___ Records for the task ___
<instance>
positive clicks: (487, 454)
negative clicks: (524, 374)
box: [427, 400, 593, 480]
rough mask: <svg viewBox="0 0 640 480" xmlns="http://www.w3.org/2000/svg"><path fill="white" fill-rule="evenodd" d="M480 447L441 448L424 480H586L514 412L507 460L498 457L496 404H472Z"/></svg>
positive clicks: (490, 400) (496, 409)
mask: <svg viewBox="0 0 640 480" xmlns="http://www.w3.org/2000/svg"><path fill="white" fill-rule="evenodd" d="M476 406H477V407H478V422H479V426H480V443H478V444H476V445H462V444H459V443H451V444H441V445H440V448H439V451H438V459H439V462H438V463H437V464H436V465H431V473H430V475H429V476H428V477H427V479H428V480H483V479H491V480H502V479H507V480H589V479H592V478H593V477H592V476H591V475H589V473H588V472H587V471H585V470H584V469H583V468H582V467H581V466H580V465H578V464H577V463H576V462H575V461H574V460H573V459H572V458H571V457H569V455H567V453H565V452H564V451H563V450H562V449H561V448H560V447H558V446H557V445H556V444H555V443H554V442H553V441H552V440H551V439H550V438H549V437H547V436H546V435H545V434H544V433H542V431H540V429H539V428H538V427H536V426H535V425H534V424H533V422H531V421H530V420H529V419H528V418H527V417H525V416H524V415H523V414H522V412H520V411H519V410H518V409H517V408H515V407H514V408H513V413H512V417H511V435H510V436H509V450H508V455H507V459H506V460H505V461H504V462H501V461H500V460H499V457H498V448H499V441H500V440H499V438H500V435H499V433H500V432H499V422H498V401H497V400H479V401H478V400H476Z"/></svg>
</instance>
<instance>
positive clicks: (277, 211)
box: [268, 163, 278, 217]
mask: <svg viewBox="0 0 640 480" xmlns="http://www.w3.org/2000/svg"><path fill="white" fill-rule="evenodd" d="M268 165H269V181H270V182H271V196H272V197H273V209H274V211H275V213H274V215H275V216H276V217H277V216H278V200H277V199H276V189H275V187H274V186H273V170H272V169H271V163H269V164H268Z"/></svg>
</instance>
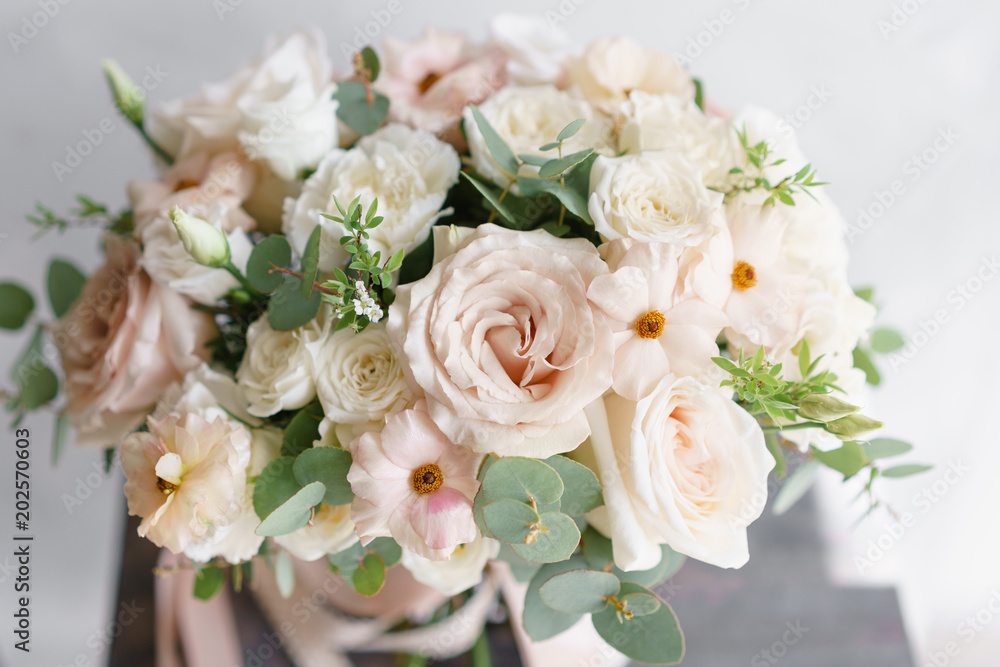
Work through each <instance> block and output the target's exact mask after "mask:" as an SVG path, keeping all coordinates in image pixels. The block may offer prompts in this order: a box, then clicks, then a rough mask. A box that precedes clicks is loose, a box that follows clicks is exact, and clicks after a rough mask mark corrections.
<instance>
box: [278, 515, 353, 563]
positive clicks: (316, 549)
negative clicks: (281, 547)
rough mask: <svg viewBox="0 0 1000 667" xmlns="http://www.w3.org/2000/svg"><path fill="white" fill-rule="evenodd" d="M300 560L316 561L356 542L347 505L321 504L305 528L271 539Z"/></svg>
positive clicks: (351, 523) (342, 548)
mask: <svg viewBox="0 0 1000 667" xmlns="http://www.w3.org/2000/svg"><path fill="white" fill-rule="evenodd" d="M274 541H275V542H277V543H278V544H280V545H281V546H282V547H284V548H285V549H286V550H287V551H288V553H290V554H292V555H293V556H295V557H296V558H298V559H299V560H304V561H314V560H319V559H320V558H322V557H323V556H325V555H326V554H335V553H337V552H338V551H343V550H344V549H346V548H347V547H349V546H351V545H352V544H354V543H355V542H357V541H358V535H357V533H355V532H354V522H353V521H351V506H350V505H320V506H319V509H317V510H316V514H315V516H314V517H313V519H312V521H310V522H309V524H308V525H306V526H304V527H302V528H299V529H298V530H296V531H295V532H293V533H288V534H287V535H282V536H280V537H276V538H274Z"/></svg>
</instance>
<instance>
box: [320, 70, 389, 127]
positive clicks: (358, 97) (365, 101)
mask: <svg viewBox="0 0 1000 667" xmlns="http://www.w3.org/2000/svg"><path fill="white" fill-rule="evenodd" d="M372 94H373V104H371V105H369V104H368V90H367V89H366V88H365V86H364V84H363V83H361V82H359V81H343V82H340V83H338V84H337V90H336V92H334V94H333V99H335V100H337V102H338V103H339V104H338V106H337V118H339V119H340V120H342V121H343V122H344V123H345V124H346V125H347V126H348V127H350V128H351V129H352V130H354V131H355V132H357V133H358V134H360V135H368V134H371V133H372V132H374V131H375V130H377V129H378V128H379V126H380V125H381V124H382V121H384V120H385V117H386V116H387V115H389V98H388V97H386V96H385V95H383V94H382V93H380V92H378V91H375V90H373V91H372Z"/></svg>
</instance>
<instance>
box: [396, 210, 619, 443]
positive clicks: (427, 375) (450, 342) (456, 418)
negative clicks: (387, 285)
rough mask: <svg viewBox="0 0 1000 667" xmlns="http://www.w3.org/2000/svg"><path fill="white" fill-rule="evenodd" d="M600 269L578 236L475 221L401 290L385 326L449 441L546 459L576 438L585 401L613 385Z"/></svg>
mask: <svg viewBox="0 0 1000 667" xmlns="http://www.w3.org/2000/svg"><path fill="white" fill-rule="evenodd" d="M447 237H448V231H447V230H443V231H442V232H441V234H440V238H447ZM438 238H439V236H437V235H436V236H435V239H438ZM607 272H608V268H607V266H606V265H605V264H604V262H602V261H601V259H600V257H599V256H598V254H597V251H596V250H595V249H594V247H593V245H591V244H590V243H589V242H587V241H584V240H582V239H573V240H567V239H558V238H555V237H554V236H551V235H550V234H547V233H546V232H541V231H536V232H514V231H510V230H507V229H503V228H501V227H497V226H495V225H482V226H480V227H479V228H477V229H476V230H475V231H474V232H473V233H472V234H470V235H469V236H468V237H467V238H465V239H464V240H463V241H461V242H460V243H459V245H458V247H457V249H456V251H455V252H454V253H453V254H451V255H448V256H446V257H444V258H443V259H441V261H439V262H438V263H437V264H435V265H434V267H433V268H432V269H431V271H430V273H429V274H428V275H427V276H426V277H424V278H422V279H421V280H419V281H417V282H415V283H411V284H409V285H403V286H401V287H400V288H399V290H398V292H397V296H396V302H395V303H394V304H393V306H392V308H390V309H389V325H388V331H389V335H390V337H391V338H392V340H393V342H394V343H395V344H396V346H397V348H398V349H400V350H402V356H403V358H404V362H405V363H404V365H403V368H404V372H406V373H407V378H408V379H409V380H410V381H411V383H412V384H414V385H415V386H417V387H419V388H420V389H422V390H423V391H424V392H425V394H426V398H427V406H428V410H429V411H430V414H431V417H432V418H433V420H434V422H435V423H436V424H437V425H438V427H440V429H441V430H442V431H443V432H444V433H445V435H447V436H448V438H449V439H450V440H451V441H452V442H455V443H460V444H462V445H464V446H466V447H469V448H471V449H472V450H474V451H476V452H480V453H486V452H496V453H498V454H500V455H520V456H537V457H541V458H545V457H548V456H551V455H553V454H557V453H560V452H566V451H570V450H572V449H574V448H576V447H577V445H579V444H580V443H581V442H583V440H584V439H585V438H586V437H587V435H588V433H589V428H588V426H587V421H586V418H585V417H584V415H583V413H582V410H583V407H584V406H585V405H587V404H588V403H590V402H591V401H592V400H594V399H595V398H597V397H598V396H600V395H601V394H603V393H604V392H605V391H606V390H607V389H608V388H609V387H610V386H611V367H612V363H613V356H614V354H613V347H614V343H613V341H612V334H611V328H610V325H609V324H608V322H607V320H606V319H605V317H604V315H603V314H602V313H601V312H600V311H598V310H597V309H595V308H594V307H592V306H591V304H590V303H589V302H588V300H587V289H588V287H589V285H590V283H591V282H592V281H593V280H594V278H596V277H597V276H599V275H605V274H607Z"/></svg>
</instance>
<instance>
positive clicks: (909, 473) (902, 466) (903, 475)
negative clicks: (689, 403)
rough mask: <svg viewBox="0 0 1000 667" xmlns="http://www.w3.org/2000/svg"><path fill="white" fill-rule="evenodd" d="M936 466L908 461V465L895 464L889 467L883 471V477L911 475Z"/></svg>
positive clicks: (895, 476) (882, 472) (899, 476)
mask: <svg viewBox="0 0 1000 667" xmlns="http://www.w3.org/2000/svg"><path fill="white" fill-rule="evenodd" d="M933 468H934V466H925V465H919V464H916V463H908V464H906V465H901V466H894V467H892V468H887V469H885V470H883V471H882V476H883V477H909V476H910V475H919V474H920V473H922V472H927V471H928V470H931V469H933Z"/></svg>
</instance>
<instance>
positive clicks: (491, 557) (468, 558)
mask: <svg viewBox="0 0 1000 667" xmlns="http://www.w3.org/2000/svg"><path fill="white" fill-rule="evenodd" d="M499 553H500V543H499V542H497V541H496V540H491V539H490V538H488V537H483V536H482V535H478V536H477V537H476V539H475V540H473V541H472V542H469V543H468V544H462V545H460V546H459V547H457V548H456V549H455V551H453V552H452V554H451V557H449V558H448V560H431V559H429V558H424V557H423V556H418V555H417V554H415V553H413V552H412V551H410V550H409V549H404V550H403V560H402V561H401V562H402V565H403V567H405V568H406V569H407V570H409V572H410V574H412V575H413V578H414V579H416V580H417V581H419V582H420V583H422V584H424V585H425V586H430V587H431V588H433V589H434V590H436V591H438V592H439V593H441V594H442V595H448V596H451V595H458V594H459V593H461V592H462V591H464V590H468V589H470V588H472V587H473V586H475V585H477V584H478V583H480V582H481V581H482V580H483V571H484V569H485V568H486V563H488V562H489V561H491V560H493V559H494V558H496V557H497V554H499Z"/></svg>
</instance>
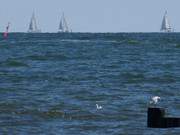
___
Lay out the lines from the start of the listing through the line containing "box: [427, 400, 593, 480]" as a numbered list, both ends included and blank lines omitted.

1. <instance>
2. positive clicks: (487, 454)
3. negative clicks: (524, 374)
4. box: [427, 400, 593, 480]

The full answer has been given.